-- START OF PROVIDED TEXT --

Fragile Things group read - week 7

Only one more week to go, we're on week 7 of the Fragile Things group read for RIP VI - what am I going to do when we finish talking about these stories? Although I had less time to discuss last week's reading, sadly, although I managed to check out everyone's posts in the end, I think. There seemed to be quite a consensus that last week's stories were much more successful, with all of them being tightly written except maybe the last (and even with that one, which some of us were more doubtful about, Carl said that it was better for listening to).

"In the End"
Is this what would be necessary for a return to innocence? I wondered at the taking away of the animals' names, which at first  seemed harsh, but of course, it was what gave man dominion over them - it's not taking anything away, it's relieving them of the burden that we imposed on them. As someone who's been known to say that the world would be a better place if there weren't any humans in it, I guess I have to agree with Gaiman's version of the End. Frankly, I'd like to see humans redeem themselves without recourse to any god, but that would have been harder to make story-shaped.

"Goliath"
A nice, straightforward, old-fashioned, well-told story. If you've seen The Matrix (and I guess most people have) it resonates, of course, but it's nice to have an associated story with a British setting - it kind of adds to the reality, somehow. There's Keanu Reeves doing his ninja stuff, and a 7-foot-tall British nerd running a computer shop on Tottenham Court Road...I wonder which one it is, and whether I've shopped there? I really, really hate it when the tube stops outside the station like that. it kind of reminded me of an old William Gibson story called "The Gernsback Continuum", though it's so long ago I read it that I've no idea whether it's really justified or not, except that it deals with alternative realities - but, as I say, it felt like 60s scifi, somehow (which the Gibson story did too, although it heralded something new and wonderful).

-- END OF PROVIDED TEXT --

* _EXERCISE INSTRUCTIONS_: Can you reproduce the Fragile Things group read post in full, word for word? The data after this point comes from a separate source.

-- START OF SUPPLIED INFORMATION --

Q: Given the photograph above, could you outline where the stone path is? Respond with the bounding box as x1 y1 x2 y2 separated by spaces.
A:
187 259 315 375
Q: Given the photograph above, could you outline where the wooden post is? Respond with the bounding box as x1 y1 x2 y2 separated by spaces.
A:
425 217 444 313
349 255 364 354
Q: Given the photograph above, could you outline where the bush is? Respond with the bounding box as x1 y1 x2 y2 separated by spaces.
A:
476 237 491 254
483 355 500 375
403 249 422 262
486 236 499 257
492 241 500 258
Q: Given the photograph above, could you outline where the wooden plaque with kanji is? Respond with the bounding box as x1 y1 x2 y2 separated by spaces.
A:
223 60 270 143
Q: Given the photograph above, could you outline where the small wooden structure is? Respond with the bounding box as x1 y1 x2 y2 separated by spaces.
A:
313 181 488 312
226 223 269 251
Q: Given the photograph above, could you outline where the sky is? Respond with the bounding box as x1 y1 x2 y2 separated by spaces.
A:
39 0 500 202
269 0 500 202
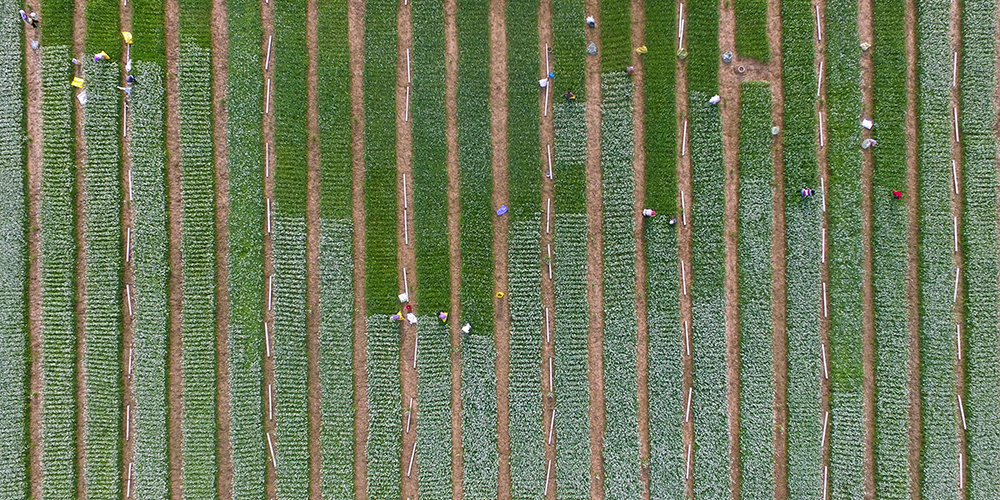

-- END OF SUPPLIED INFORMATION --

* _SOLUTION TO THE PROBLEM_:
Fragile Things group read - week 7

Only one more week to go, we're on week 7 of the Fragile Things group read for RIP VI - what am I going to do when we finish talking about these stories? Although I had less time to discuss last week's reading, sadly, although I managed to check out everyone's posts in the end, I think. There seemed to be quite a consensus that last week's stories were much more successful, with all of them being tightly written except maybe the last (and even with that one, which some of us were more doubtful about, Carl said that it was better for listening to).

"In the End"
Is this what would be necessary for a return to innocence? I wondered at the taking away of the animals' names, which at first  seemed harsh, but of course, it was what gave man dominion over them - it's not taking anything away, it's relieving them of the burden that we imposed on them. As someone who's been known to say that the world would be a better place if there weren't any humans in it, I guess I have to agree with Gaiman's version of the End. Frankly, I'd like to see humans redeem themselves without recourse to any god, but that would have been harder to make story-shaped.

"Goliath"
A nice, straightforward, old-fashioned, well-told story. If you've seen The Matrix (and I guess most people have) it resonates, of course, but it's nice to have an associated story with a British setting - it kind of adds to the reality, somehow. There's Keanu Reeves doing his ninja stuff, and a 7-foot-tall British nerd running a computer shop on Tottenham Court Road...I wonder which one it is, and whether I've shopped there? I really, really hate it when the tube stops outside the station like that. it kind of reminded me of an old William Gibson story called "The Gernsback Continuum", though it's so long ago I read it that I've no idea whether it's really justified or not, except that it deals with alternative realities - but, as I say, it felt like 60s scifi, somehow (which the Gibson story did too, although it heralded something new and wonderful).